Return, exactly as written, the line containing "Target: distant hill" and every line after it to the end of the records below, with no pictures.

****

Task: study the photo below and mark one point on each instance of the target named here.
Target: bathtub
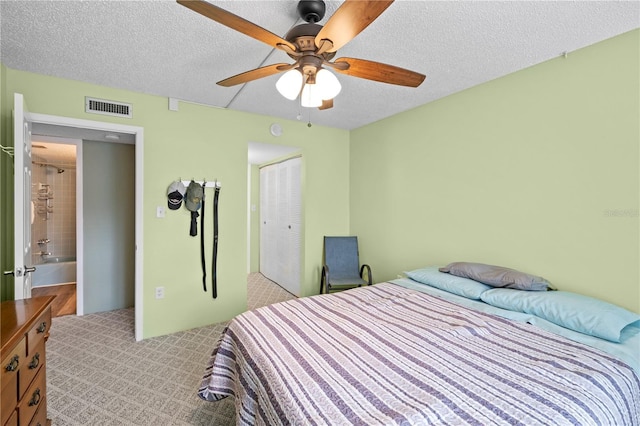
(55, 270)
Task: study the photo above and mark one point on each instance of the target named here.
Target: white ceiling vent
(101, 106)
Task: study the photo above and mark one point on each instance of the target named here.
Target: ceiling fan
(313, 46)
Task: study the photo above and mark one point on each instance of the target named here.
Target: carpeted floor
(97, 374)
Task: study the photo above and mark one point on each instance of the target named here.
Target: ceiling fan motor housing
(311, 10)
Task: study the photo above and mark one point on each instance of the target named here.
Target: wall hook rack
(206, 184)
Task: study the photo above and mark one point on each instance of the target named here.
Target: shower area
(53, 224)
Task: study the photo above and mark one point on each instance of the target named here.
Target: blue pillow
(580, 313)
(450, 283)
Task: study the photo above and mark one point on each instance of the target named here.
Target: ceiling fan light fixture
(311, 96)
(289, 84)
(328, 84)
(326, 87)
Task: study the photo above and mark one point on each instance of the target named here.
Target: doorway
(64, 127)
(53, 228)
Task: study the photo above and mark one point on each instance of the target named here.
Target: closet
(280, 223)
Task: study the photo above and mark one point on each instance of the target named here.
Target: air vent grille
(104, 107)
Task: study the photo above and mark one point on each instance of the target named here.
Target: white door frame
(138, 133)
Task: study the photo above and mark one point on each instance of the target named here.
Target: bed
(406, 353)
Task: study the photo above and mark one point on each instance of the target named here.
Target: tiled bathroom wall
(54, 211)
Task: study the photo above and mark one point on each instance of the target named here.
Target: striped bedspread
(387, 355)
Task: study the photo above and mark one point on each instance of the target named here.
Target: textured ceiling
(161, 48)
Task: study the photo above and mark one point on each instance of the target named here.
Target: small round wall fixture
(276, 129)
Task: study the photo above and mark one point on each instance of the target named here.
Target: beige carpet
(97, 374)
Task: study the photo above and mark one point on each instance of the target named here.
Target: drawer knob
(35, 398)
(13, 364)
(35, 361)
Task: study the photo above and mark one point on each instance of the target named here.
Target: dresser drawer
(40, 418)
(9, 379)
(39, 332)
(33, 398)
(13, 419)
(31, 366)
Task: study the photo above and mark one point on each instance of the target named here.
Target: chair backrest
(341, 256)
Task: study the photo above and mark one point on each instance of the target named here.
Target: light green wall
(201, 142)
(6, 193)
(254, 258)
(538, 171)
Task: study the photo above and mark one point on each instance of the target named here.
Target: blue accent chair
(341, 269)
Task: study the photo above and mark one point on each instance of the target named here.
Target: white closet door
(280, 223)
(268, 222)
(294, 226)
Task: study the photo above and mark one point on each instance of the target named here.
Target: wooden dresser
(24, 330)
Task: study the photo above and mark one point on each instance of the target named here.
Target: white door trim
(138, 133)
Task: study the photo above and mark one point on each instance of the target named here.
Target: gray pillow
(497, 276)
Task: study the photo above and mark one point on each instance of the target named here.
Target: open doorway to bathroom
(53, 226)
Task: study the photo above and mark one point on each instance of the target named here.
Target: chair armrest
(369, 277)
(324, 279)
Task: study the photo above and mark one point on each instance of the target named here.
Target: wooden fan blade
(326, 104)
(236, 23)
(377, 71)
(255, 74)
(348, 21)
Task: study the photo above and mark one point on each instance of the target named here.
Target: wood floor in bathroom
(65, 301)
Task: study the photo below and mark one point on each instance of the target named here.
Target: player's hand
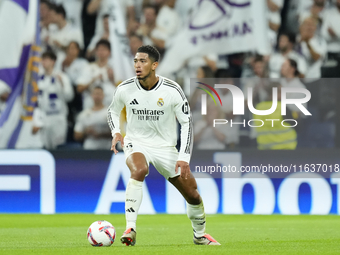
(331, 32)
(35, 130)
(185, 169)
(117, 137)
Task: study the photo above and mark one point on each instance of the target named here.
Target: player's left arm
(182, 111)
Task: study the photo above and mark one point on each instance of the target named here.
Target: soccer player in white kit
(152, 105)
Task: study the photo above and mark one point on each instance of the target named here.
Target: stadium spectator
(148, 24)
(257, 81)
(5, 91)
(73, 66)
(135, 42)
(272, 135)
(103, 7)
(206, 136)
(184, 8)
(274, 19)
(291, 79)
(316, 11)
(44, 10)
(312, 47)
(105, 35)
(46, 24)
(91, 126)
(73, 9)
(194, 66)
(55, 90)
(167, 24)
(330, 30)
(99, 73)
(65, 33)
(286, 50)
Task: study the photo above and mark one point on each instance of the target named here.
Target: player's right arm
(113, 117)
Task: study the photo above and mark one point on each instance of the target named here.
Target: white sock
(133, 199)
(197, 216)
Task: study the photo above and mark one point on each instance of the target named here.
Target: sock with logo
(133, 199)
(197, 216)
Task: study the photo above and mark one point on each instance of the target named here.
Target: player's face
(47, 63)
(144, 66)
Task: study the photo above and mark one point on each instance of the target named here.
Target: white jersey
(151, 114)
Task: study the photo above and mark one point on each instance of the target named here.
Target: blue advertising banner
(94, 182)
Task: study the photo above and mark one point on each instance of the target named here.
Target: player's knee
(139, 173)
(194, 198)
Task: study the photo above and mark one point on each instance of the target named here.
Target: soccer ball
(101, 233)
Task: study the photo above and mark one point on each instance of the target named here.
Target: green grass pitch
(172, 234)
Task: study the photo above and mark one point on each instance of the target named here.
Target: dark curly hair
(151, 51)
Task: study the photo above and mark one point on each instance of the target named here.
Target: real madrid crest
(160, 102)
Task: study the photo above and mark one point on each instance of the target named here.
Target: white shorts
(164, 159)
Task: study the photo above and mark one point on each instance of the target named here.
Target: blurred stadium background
(60, 62)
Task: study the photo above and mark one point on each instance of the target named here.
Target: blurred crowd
(77, 78)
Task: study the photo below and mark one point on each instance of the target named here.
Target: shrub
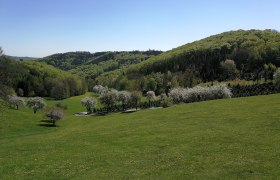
(165, 101)
(36, 103)
(277, 79)
(99, 89)
(109, 99)
(89, 103)
(16, 101)
(150, 96)
(124, 98)
(199, 93)
(61, 105)
(55, 114)
(135, 98)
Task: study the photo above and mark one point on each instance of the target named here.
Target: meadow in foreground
(229, 138)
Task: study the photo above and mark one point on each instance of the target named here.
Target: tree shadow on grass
(46, 123)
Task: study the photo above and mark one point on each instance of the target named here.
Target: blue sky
(43, 27)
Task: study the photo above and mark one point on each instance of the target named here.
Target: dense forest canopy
(30, 78)
(91, 65)
(239, 54)
(247, 55)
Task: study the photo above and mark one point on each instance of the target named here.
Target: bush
(124, 97)
(36, 103)
(109, 99)
(55, 114)
(199, 93)
(254, 90)
(61, 105)
(16, 101)
(99, 89)
(277, 79)
(89, 103)
(165, 101)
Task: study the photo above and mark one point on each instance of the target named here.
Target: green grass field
(223, 139)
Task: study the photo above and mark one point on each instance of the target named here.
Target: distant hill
(92, 65)
(22, 58)
(247, 52)
(200, 61)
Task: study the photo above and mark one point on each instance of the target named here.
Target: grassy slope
(235, 138)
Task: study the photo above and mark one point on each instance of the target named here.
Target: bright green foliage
(222, 139)
(16, 101)
(277, 78)
(55, 114)
(36, 103)
(31, 78)
(89, 104)
(91, 66)
(200, 61)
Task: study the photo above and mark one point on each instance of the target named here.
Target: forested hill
(71, 60)
(205, 60)
(32, 78)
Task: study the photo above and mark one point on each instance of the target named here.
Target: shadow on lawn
(47, 123)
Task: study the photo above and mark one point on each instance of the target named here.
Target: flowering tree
(199, 93)
(124, 97)
(36, 103)
(150, 96)
(109, 99)
(55, 114)
(99, 89)
(89, 103)
(135, 98)
(277, 79)
(16, 101)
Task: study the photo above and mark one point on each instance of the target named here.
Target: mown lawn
(223, 139)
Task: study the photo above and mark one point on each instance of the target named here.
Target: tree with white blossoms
(277, 79)
(109, 99)
(135, 98)
(199, 93)
(55, 114)
(89, 104)
(16, 101)
(150, 96)
(124, 98)
(99, 89)
(36, 103)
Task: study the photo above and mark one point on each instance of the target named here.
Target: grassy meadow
(223, 139)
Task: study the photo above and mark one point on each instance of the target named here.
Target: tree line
(248, 55)
(30, 78)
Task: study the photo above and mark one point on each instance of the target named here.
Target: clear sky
(39, 28)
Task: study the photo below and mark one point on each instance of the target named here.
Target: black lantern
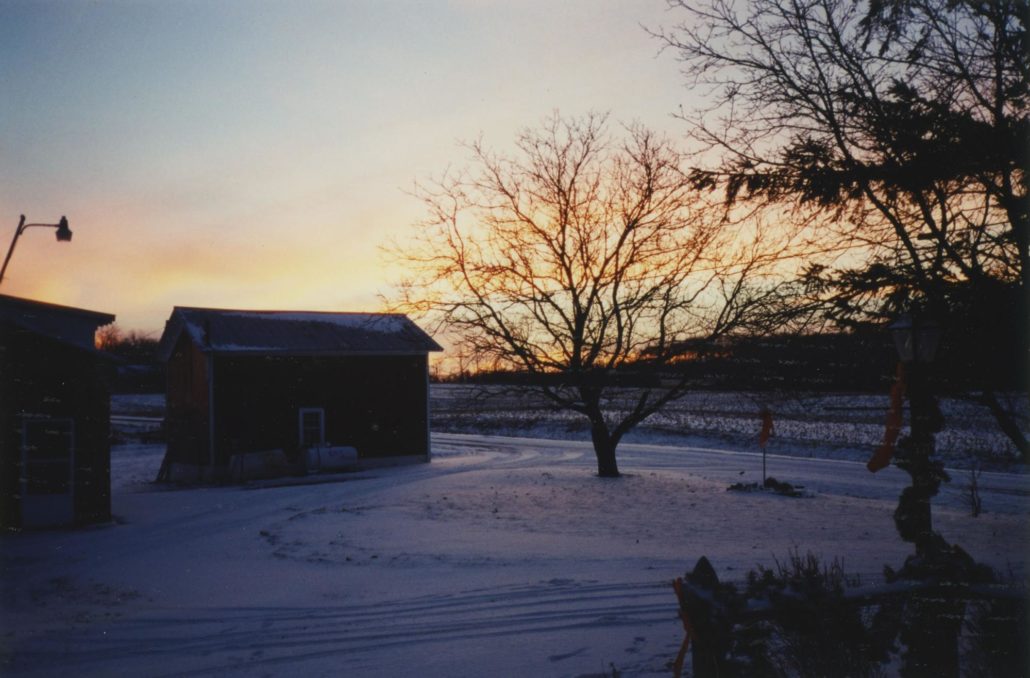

****

TASK RESPONSE —
Target: distant hill
(92, 65)
(22, 58)
(247, 52)
(200, 61)
Task: study the photo above and mark one point on each instance of the target named here.
Target: grassy slope
(235, 138)
Task: study the photo above and mark one point on each instance of the target named here.
Target: bright green foliage
(222, 139)
(16, 101)
(277, 78)
(55, 114)
(36, 103)
(31, 78)
(89, 104)
(91, 66)
(200, 61)
Task: study the photo above and mark one point on each instance of the target named here.
Target: forested hill
(71, 60)
(205, 60)
(32, 78)
Task: study the photo above and mark one point on each instance of the target named here.
Target: shadow on lawn
(47, 123)
Task: study the photo above and mark one point on each instance of the target named here.
Target: flowering tree
(199, 93)
(124, 97)
(36, 103)
(150, 96)
(109, 99)
(55, 114)
(99, 89)
(89, 103)
(135, 98)
(277, 79)
(16, 101)
Task: study the photo above and mark one point on each instance of the target named here.
Target: mown lawn
(223, 139)
Task: study the photo above and mark one point on each instance of the target named here.
Target: tree with white blossoms
(277, 79)
(109, 99)
(135, 98)
(199, 93)
(55, 114)
(89, 104)
(16, 101)
(150, 96)
(124, 98)
(99, 89)
(36, 103)
Task: study the photo above and mark one point on each instance of the target named here.
Target: grassy meadow
(223, 139)
Task: study the photo above and mark one point on each instance of the target named here.
Target: tree line
(248, 55)
(30, 78)
Task: study the photo above and mark one point on each instance of the target named here.
Target: clear sky
(39, 28)
Task: study the photo below and mark one point on each instance of the target named here.
Target: black lantern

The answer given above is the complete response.